DATA SUPPLIED:
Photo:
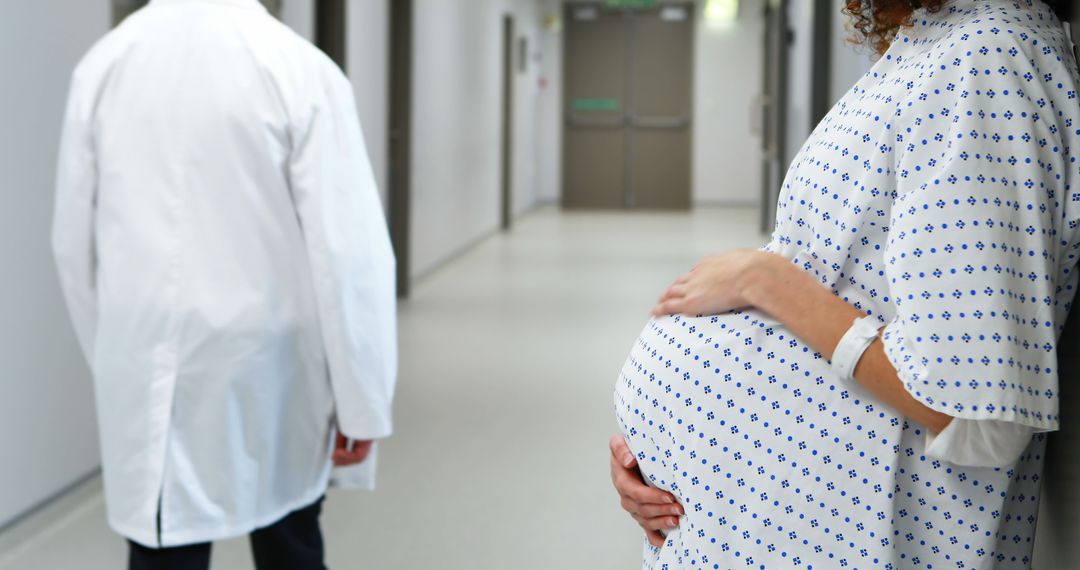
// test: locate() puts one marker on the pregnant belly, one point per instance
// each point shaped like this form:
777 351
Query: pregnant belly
711 405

WHAT THE TASK ASKS: Reproduce every line of the rows above verbatim, leaving out the pictures.

TASK RESULT:
Photo:
// test: locate() puts one marker on the pregnant belly, one point per instance
// each point shaped like this form:
777 351
Query: pregnant belly
711 405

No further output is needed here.